EXERCISE PROMPT: Could you pull out every line of the entries below that contains the word "post", copying each one in full? Case counts.

RECORDED INFORMATION:
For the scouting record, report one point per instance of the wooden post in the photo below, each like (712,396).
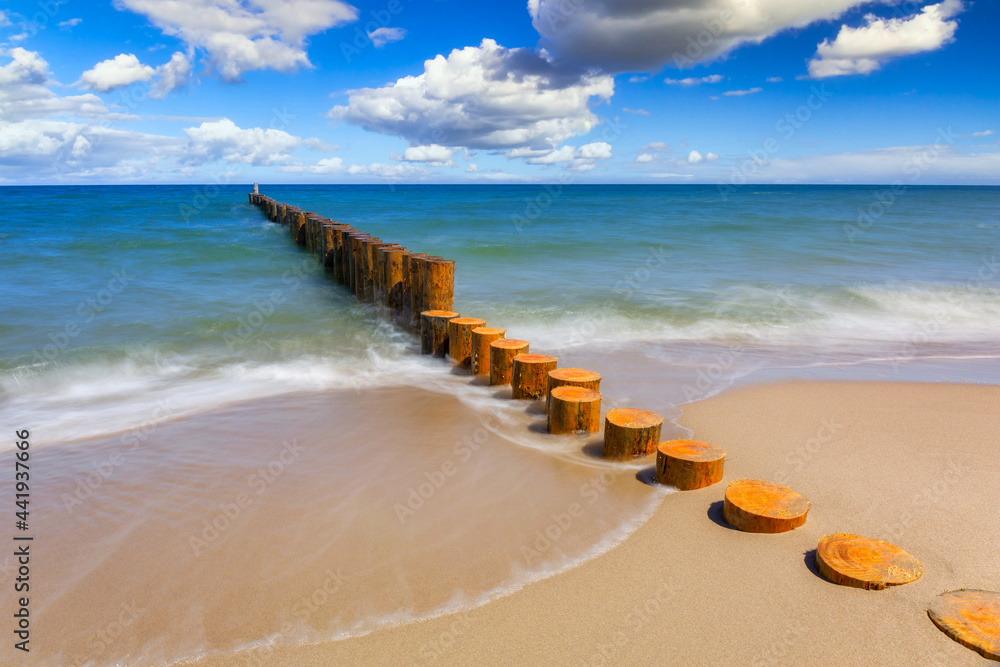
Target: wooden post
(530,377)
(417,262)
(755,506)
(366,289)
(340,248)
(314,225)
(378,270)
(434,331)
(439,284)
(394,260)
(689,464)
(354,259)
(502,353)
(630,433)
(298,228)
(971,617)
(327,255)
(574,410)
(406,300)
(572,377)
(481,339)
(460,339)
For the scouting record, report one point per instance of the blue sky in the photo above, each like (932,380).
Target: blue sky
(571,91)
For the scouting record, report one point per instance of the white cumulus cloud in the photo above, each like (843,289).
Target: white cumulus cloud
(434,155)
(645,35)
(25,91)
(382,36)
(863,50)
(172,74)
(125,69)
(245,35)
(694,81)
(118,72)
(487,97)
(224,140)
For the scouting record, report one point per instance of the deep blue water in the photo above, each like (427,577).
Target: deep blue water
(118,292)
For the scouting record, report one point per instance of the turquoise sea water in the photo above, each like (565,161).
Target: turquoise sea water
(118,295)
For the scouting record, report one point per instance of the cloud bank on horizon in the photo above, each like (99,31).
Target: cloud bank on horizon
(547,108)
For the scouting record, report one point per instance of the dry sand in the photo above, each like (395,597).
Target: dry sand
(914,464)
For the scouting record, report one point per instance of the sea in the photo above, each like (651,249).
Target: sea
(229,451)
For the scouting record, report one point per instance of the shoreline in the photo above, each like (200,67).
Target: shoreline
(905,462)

...

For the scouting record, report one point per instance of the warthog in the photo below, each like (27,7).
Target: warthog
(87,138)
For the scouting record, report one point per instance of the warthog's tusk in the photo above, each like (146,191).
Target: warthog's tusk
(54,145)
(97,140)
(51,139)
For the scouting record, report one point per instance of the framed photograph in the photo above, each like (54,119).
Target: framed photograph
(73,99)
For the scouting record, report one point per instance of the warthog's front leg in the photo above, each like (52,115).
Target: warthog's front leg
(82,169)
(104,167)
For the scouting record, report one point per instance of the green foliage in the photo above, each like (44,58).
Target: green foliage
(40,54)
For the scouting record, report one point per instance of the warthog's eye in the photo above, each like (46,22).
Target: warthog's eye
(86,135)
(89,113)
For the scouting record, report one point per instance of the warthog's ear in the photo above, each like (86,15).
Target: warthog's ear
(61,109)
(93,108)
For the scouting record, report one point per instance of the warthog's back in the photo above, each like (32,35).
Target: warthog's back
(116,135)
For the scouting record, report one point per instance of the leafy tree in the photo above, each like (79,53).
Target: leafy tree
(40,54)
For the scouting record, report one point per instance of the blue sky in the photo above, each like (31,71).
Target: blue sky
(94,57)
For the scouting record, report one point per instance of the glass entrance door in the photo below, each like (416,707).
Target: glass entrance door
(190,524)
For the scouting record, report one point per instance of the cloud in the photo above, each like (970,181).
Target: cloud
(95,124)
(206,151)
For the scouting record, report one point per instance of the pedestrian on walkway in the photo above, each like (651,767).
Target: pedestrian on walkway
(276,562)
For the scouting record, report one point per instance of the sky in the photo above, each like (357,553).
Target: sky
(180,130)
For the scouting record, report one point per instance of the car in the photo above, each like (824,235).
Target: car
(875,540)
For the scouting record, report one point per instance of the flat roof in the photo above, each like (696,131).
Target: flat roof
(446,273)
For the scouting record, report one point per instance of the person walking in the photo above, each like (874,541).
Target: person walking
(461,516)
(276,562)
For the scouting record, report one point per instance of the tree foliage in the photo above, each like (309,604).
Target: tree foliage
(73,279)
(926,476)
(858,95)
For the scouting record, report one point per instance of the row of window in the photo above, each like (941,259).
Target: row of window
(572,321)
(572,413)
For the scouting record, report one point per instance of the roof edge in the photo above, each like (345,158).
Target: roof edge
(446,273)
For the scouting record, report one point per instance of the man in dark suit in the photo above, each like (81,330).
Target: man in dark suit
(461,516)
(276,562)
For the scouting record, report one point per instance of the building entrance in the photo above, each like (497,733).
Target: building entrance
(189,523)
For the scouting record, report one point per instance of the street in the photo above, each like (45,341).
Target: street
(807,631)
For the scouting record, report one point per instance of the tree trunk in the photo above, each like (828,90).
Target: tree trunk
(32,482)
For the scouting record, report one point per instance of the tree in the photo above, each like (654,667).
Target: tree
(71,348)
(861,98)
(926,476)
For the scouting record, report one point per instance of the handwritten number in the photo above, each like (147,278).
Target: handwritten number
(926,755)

FINISHED EXERCISE:
For the scouting record, report one point per instance of the wooden post in the photo below, each like (712,396).
Target: wooden post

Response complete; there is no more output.